- **Reading passage**
####################
Judge David Johnson thinks Critter Christmas sucks.
Our reviews of South Park: The Complete First Season (published April 7th, 2003), South Park: The Complete Second Season (published March 8th, 2004), South Park: The Complete Third Season (published January 14th, 2004), South Park: The Complete Fourth Season (published July 19th, 2004), South Park: The Complete Fifth Season (published February 23rd, 2005), South Park: The Complete Sixth Season (published October 11th, 2005), South Park: The Complete Seventh Season (published March 21st, 2006), South Park: The Complete Eighth Season (published August 29th, 2006), South Park: The Complete Ninth Season (published February 28th, 2007), South Park: The Complete Tenth Season (published August 21st, 2007), South Park: The Complete Eleventh Season (published August 12th, 2008), South Park: The Complete Fourteenth Season (Blu-ray) (published May 1st, 2011), South Park: The Complete Fifteenth Season (Blu-ray) (published March 23rd, 2012), South Park: A Little Box Of Butters (published October 13th, 2010), South Park: Imaginationland (published March 24th, 2008), South Park: The Complete Twelfth Season (published March 9th, 2009), South Park: The Complete Twelfth Season (Blu-Ray) (published March 10th, 2009), South Park: The Cult Of Cartman: Revelations (published October 1st, 2008), South Park: The Hits, Volume 1 (published November 8th, 2006), South Park: The Passion Of The Jew (published September 13th, 2004), South Park, Volume 2 (published January 21st, 2000), and South Park, Volume 5 (published January 21st, 2000) are also available.
The brilliant South Park is known for a lot of things—envelope-pushing, censor-cringing sophomoric comedy, pointed social satire, unleashing Tom Cruise's ire—but what also should be mentioned is their string of bizarre and memorable Christmas specials. Like the revered Simpsons Halloween specials (but tripping out on some wacky Indonesian hallucinogen), Trey Parker and Matt Stone's yuletide offerings have carried a reputation for being successively notorious and twisted. Above all, they are funny, as exhibited by this collection of seven Christmas classics.
####################
- **Supplied data**
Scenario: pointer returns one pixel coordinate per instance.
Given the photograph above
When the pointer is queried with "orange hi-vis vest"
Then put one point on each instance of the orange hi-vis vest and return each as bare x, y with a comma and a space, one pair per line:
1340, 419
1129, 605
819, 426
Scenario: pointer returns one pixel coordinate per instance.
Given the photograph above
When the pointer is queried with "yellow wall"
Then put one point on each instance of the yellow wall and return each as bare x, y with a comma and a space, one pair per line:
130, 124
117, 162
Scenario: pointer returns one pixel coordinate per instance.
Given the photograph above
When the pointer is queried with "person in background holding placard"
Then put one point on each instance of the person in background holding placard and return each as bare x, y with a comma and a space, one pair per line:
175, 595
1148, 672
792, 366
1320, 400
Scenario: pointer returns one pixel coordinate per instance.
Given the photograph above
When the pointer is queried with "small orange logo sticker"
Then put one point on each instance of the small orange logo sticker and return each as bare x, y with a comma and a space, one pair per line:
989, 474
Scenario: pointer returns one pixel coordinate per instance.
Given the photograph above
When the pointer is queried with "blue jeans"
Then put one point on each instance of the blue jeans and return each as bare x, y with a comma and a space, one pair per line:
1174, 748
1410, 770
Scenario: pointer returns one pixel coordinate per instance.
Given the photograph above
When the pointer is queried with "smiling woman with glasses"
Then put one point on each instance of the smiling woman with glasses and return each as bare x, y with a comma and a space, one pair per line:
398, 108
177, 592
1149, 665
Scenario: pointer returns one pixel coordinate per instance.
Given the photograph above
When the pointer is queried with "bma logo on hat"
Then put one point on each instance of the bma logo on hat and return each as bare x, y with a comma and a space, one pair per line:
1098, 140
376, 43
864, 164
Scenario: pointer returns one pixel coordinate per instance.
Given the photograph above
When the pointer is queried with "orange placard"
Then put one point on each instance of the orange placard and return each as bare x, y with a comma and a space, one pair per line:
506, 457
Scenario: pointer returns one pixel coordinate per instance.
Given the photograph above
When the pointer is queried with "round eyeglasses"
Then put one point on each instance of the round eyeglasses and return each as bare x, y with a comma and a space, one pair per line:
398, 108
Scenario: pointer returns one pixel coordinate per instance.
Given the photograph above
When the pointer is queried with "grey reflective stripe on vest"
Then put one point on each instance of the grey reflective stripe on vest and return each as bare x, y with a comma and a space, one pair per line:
####################
- **Task to complete**
Can you write out the South Park review in full, word for word? This data has no connection to the South Park review.

- **Answer to this exercise**
Judge David Johnson thinks Critter Christmas sucks.
Our reviews of South Park: The Complete First Season (published April 7th, 2003), South Park: The Complete Second Season (published March 8th, 2004), South Park: The Complete Third Season (published January 14th, 2004), South Park: The Complete Fourth Season (published July 19th, 2004), South Park: The Complete Fifth Season (published February 23rd, 2005), South Park: The Complete Sixth Season (published October 11th, 2005), South Park: The Complete Seventh Season (published March 21st, 2006), South Park: The Complete Eighth Season (published August 29th, 2006), South Park: The Complete Ninth Season (published February 28th, 2007), South Park: The Complete Tenth Season (published August 21st, 2007), South Park: The Complete Eleventh Season (published August 12th, 2008), South Park: The Complete Fourteenth Season (Blu-ray) (published May 1st, 2011), South Park: The Complete Fifteenth Season (Blu-ray) (published March 23rd, 2012), South Park: A Little Box Of Butters (published October 13th, 2010), South Park: Imaginationland (published March 24th, 2008), South Park: The Complete Twelfth Season (published March 9th, 2009), South Park: The Complete Twelfth Season (Blu-Ray) (published March 10th, 2009), South Park: The Cult Of Cartman: Revelations (published October 1st, 2008), South Park: The Hits, Volume 1 (published November 8th, 2006), South Park: The Passion Of The Jew (published September 13th, 2004), South Park, Volume 2 (published January 21st, 2000), and South Park, Volume 5 (published January 21st, 2000) are also available.
The brilliant South Park is known for a lot of things—envelope-pushing, censor-cringing sophomoric comedy, pointed social satire, unleashing Tom Cruise's ire—but what also should be mentioned is their string of bizarre and memorable Christmas specials. Like the revered Simpsons Halloween specials (but tripping out on some wacky Indonesian hallucinogen), Trey Parker and Matt Stone's yuletide offerings have carried a reputation for being successively notorious and twisted. Above all, they are funny, as exhibited by this collection of seven Christmas classics.